_Extract to read:_
LCH Charity

Recently funded

The charity’s aim is not to fund patient care, but to enhance and improve it – providing grants to existing or new projects that are over and above those served by government funding. It has the capability to make a difference to patients, their families and staff of the trust.LCH charity logo

A donation given to Leeds Community Healthcare Charity can contribute to making a significant difference in enhancing the best possible care to every community in Leeds, and a difference that will continue for years into the future. It provides funds to benefit community healthcare services provided by Leeds Community Healthcare NHS Trust through investment in patient and staff welfare, education of staff and research projects.

Some examples of what Leeds Community Healthcare Charity has funded:

  • An aquarium and new colourful duvets for the children at Hannah House, a ‘home from home’ styled facility providing planned or emergency short-break care for children with complex health needs
  • Sickle Cell service social trip for patients and families to share experiences of their condition with other families in their community
  • Makaton Foundation workshop - a language programme designed to provide a means of communication to individuals who cannot communicate efficiently by speaking, further training that goes above the 'taster'  currently provided
  • Plants and decorations for new Improving Access to Psychological Therapies clinic areas in Burmantofts
  • Projector and screen for film nights at South Leeds Independence Centre, providing rehabilitation for people who cannot be supported safely in their own home, when they do not need to go in to, or remain in hospital

Have a read about some of the fantastic work funded by Leeds Community Healthcare Charity in more detail below.

The Giving Voice Choir Leeds, inclusive choir for adults with neurological conditions and their carers.


Giving voice 1st birthday

The Giving Voice Choir was launched in June 2014 and works in partnership with Arts at Trinity, Parkinson's UK, Alzheimer’s Society, Carers Leeds and the MS Society.

The choir is led by Sally Blyth, an experienced singing tutor ‘I am aware of some of the significant benefits that singing can offer people with neurological conditions from researching the effects of sound and music on symptoms of Parkinson’s as a part of my diploma at the British Academy of Sound  Therapy, so I was really excited when Wendy contacted me to lead the Giving Voice  choir’.

Wendy Neill, Speech and Language Therapist who initiated the choir said ‘I am passionate about giving people a voice and enabling people to access social activities. Many people I see become withdrawn from social activities and can  become isolated from others, as can their  carers.’

Giving voice qoutes

The choir meets every Tuesday, 6.30 – 8.00pm at Holy Trinity Church, Boar Lane, Leeds LS1 6HW. @givingvoicelds

Integrated Children’s with Additional Needs (ICAN) - Footwork AM3 portable pressure plate from Mar-systems

The equipment is to assess gait (how someone walks). It is fully portable and works with a laptop. The service has previously used other equipment rather than having their own. Having this equipment means the service can be more flexible for their patients and can reduce the amount of unnecessary appointments by combining the assessment into one clinic session, whilst providing increased clinical effectiveness through the technology used.

_Data extract:_
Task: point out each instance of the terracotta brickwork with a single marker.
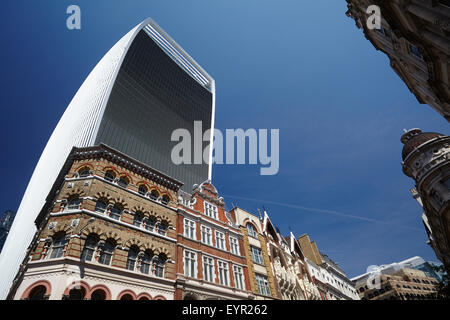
(128, 217)
(205, 209)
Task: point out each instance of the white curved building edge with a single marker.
(78, 127)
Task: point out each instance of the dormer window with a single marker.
(74, 204)
(110, 176)
(415, 51)
(251, 230)
(447, 183)
(210, 210)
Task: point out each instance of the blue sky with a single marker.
(301, 67)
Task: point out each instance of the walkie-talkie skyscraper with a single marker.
(144, 88)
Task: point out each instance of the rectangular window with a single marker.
(263, 285)
(189, 229)
(206, 235)
(208, 269)
(210, 210)
(238, 277)
(256, 255)
(190, 264)
(220, 240)
(234, 246)
(223, 273)
(415, 51)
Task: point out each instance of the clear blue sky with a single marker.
(300, 66)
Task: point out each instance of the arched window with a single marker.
(101, 205)
(162, 227)
(107, 252)
(110, 176)
(251, 230)
(98, 294)
(74, 203)
(150, 223)
(154, 195)
(84, 172)
(76, 294)
(37, 293)
(123, 182)
(142, 190)
(158, 265)
(146, 262)
(132, 258)
(115, 212)
(137, 220)
(90, 247)
(58, 245)
(165, 199)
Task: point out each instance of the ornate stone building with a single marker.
(426, 159)
(261, 277)
(293, 281)
(211, 261)
(415, 35)
(403, 284)
(107, 231)
(330, 281)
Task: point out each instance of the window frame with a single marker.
(189, 228)
(224, 272)
(239, 279)
(208, 265)
(263, 284)
(210, 210)
(219, 235)
(190, 266)
(234, 245)
(208, 234)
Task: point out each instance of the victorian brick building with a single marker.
(113, 228)
(262, 280)
(403, 284)
(211, 261)
(107, 231)
(426, 159)
(415, 37)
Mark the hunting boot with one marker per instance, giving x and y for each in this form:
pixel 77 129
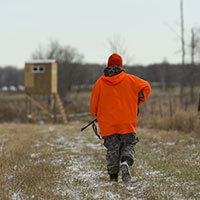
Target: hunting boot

_What to work on:_
Answer these from the charity page:
(a) What did the charity fund at South Leeds Independence Centre, and for what purpose?
(b) In what month and year was the Giving Voice Choir launched?
(c) What does the Footwork AM3 portable pressure plate assess?

_Solution:_
(a) A projector and screen, for film nights.
(b) June 2014.
(c) Gait (how someone walks).